• **Instructions for the task**:
In the entries that follow, which lines hold the string "below"? List them.
(Given data Opens)
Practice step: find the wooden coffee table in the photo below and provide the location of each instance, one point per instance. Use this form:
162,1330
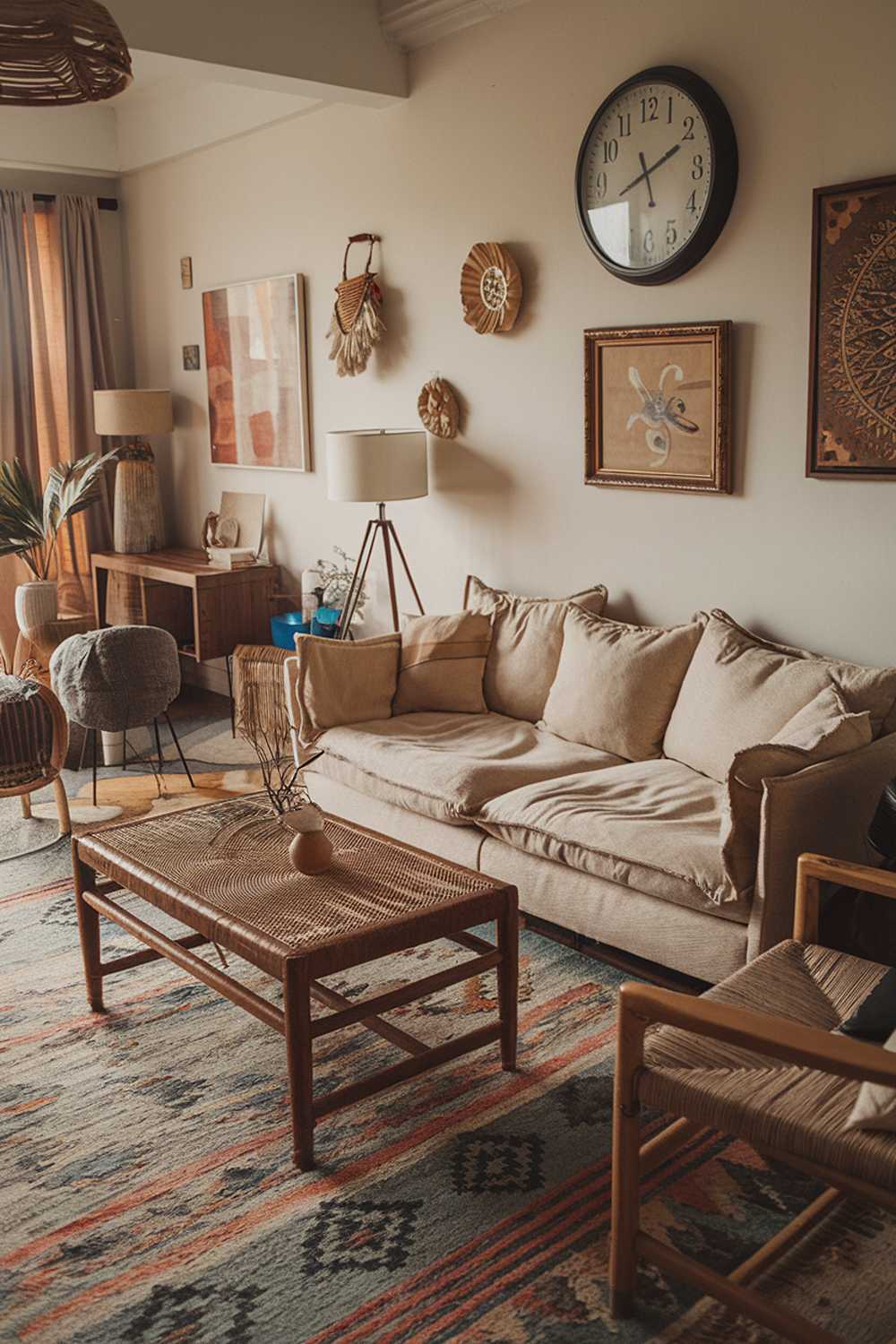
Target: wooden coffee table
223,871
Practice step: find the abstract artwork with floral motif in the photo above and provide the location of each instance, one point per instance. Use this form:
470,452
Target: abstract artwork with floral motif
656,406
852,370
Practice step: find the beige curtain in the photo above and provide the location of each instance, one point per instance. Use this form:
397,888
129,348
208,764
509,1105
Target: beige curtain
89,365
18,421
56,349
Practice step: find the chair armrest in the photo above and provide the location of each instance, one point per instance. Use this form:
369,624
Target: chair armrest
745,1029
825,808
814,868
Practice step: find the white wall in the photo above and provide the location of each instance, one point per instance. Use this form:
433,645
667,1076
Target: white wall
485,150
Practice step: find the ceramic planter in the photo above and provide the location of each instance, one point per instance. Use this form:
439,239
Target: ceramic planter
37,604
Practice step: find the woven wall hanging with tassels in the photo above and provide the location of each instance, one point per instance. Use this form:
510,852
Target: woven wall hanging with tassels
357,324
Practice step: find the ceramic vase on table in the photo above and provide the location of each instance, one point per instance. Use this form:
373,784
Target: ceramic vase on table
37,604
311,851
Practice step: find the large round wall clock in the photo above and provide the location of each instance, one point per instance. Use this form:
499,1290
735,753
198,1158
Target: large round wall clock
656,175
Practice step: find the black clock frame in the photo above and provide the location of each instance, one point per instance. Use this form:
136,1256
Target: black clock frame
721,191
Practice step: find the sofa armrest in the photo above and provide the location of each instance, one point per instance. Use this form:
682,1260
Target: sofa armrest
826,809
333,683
(Given data Closes)
(Given data Opens)
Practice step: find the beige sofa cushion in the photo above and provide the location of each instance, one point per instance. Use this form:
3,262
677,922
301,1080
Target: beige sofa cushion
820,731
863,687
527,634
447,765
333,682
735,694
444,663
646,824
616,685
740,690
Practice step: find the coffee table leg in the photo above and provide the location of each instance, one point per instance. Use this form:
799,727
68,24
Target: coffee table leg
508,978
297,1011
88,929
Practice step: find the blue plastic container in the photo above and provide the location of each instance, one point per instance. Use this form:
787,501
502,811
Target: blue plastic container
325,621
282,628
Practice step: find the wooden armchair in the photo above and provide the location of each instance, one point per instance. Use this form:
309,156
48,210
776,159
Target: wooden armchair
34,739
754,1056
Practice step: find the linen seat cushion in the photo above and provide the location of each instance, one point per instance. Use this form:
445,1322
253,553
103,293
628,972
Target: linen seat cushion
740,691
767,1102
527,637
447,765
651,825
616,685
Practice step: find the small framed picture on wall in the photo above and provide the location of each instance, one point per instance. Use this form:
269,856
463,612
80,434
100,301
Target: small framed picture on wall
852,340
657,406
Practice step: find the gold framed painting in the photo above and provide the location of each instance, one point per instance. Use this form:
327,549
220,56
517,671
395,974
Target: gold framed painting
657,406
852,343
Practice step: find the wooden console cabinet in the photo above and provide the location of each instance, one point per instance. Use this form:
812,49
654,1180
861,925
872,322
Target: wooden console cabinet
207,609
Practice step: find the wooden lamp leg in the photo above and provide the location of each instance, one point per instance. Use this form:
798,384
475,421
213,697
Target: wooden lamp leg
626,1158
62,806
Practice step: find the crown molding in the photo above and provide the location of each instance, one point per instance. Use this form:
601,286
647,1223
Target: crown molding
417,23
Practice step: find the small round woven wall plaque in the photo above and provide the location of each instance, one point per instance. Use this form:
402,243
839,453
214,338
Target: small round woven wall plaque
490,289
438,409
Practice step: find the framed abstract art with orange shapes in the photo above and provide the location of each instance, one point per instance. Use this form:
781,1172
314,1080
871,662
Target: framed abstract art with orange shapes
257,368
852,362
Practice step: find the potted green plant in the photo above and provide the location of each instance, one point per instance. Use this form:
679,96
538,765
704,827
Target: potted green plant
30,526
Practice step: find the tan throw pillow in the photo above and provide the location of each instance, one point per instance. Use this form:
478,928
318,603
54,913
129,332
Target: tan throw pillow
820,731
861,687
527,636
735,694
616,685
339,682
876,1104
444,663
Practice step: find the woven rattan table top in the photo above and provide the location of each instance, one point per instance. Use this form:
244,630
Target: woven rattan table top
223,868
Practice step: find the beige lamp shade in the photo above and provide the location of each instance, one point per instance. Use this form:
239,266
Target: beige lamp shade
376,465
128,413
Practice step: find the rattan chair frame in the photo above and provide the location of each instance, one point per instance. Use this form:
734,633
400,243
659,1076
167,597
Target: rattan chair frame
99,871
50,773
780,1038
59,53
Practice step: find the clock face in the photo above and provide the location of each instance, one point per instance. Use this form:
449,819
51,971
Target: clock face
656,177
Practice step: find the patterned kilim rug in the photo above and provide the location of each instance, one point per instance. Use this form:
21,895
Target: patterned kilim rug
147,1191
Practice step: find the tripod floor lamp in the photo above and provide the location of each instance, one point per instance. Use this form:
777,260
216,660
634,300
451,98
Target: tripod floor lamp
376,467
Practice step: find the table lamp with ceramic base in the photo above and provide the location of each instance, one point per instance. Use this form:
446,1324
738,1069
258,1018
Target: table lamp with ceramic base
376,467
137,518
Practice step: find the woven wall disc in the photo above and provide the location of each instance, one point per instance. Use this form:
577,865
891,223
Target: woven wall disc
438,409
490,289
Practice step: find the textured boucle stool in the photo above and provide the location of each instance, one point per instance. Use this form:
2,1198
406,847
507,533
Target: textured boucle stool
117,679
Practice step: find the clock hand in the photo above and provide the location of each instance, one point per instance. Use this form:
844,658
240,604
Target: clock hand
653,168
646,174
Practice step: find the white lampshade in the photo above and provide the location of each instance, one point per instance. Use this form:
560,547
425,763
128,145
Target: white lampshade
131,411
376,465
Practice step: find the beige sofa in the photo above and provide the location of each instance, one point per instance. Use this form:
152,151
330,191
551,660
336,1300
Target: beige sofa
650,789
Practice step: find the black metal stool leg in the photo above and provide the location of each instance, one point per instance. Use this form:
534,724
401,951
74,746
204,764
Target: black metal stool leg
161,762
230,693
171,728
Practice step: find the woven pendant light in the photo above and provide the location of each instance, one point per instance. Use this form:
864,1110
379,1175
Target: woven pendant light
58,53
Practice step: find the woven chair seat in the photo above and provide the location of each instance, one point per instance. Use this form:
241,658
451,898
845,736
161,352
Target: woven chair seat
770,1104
(Given data Closes)
(Given data Opens)
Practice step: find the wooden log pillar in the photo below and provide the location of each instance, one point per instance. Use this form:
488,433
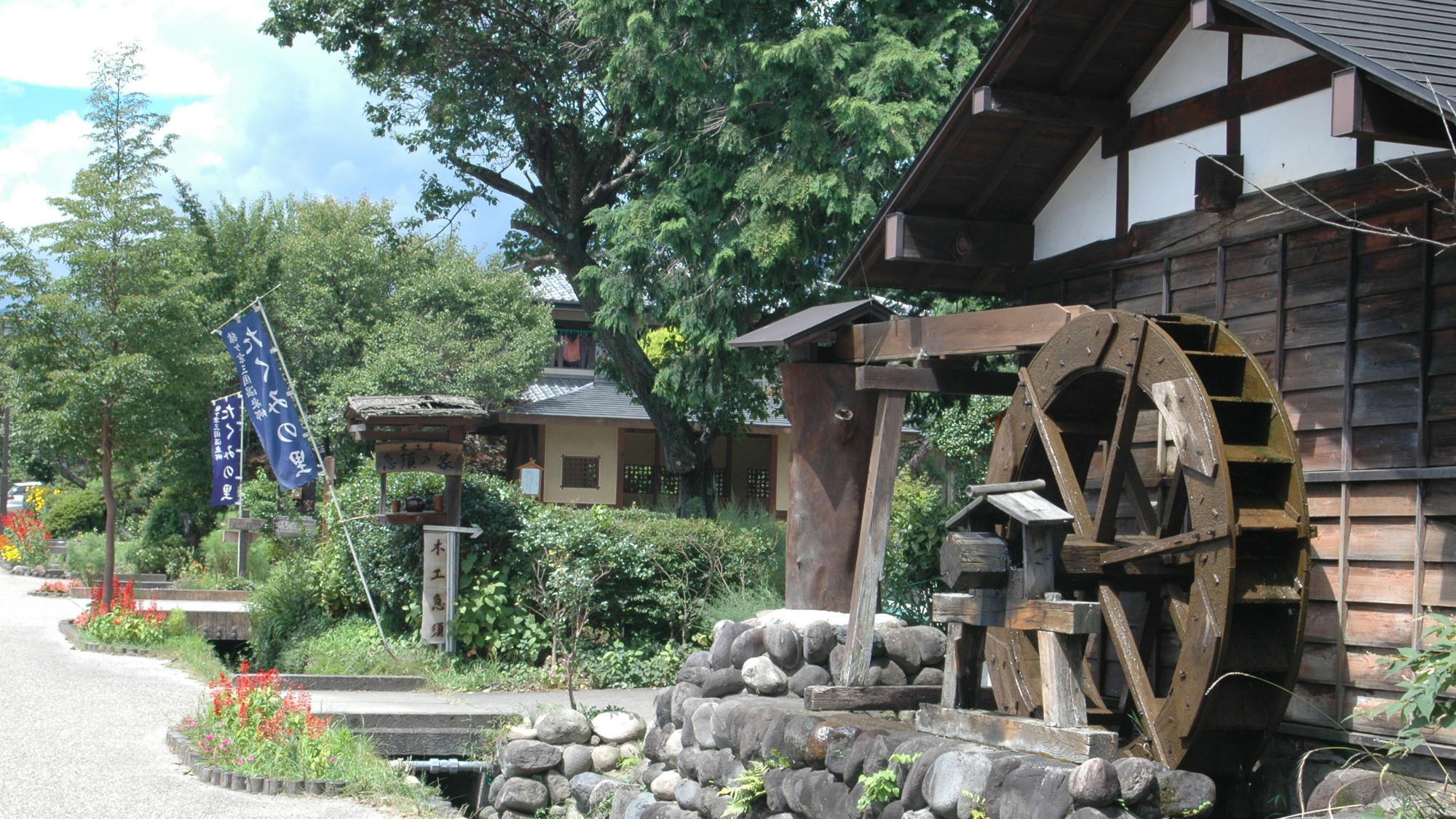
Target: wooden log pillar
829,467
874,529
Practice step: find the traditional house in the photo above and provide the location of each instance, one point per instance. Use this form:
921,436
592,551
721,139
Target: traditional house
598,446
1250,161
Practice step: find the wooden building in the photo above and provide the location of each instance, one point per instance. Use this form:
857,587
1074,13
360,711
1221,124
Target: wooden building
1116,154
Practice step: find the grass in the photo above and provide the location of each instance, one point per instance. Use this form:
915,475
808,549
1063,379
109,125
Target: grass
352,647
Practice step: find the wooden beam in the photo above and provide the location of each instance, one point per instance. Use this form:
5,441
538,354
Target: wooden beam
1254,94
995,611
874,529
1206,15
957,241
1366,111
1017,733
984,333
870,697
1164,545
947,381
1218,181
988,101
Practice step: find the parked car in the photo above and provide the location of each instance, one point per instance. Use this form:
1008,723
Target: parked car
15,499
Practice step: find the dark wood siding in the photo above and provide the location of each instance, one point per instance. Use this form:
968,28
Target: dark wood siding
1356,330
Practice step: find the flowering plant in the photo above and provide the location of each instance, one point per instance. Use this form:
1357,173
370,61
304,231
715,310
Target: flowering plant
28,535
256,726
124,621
(Given data Closes)
• **Exercise response**:
Practice step: find the wooden coffee table in the photo below and provide the location of each instance, one point per instance. Use this form:
Practice step: find the wooden log pillar in the photo below and provide the location of each instance, one point per instance. Use this form:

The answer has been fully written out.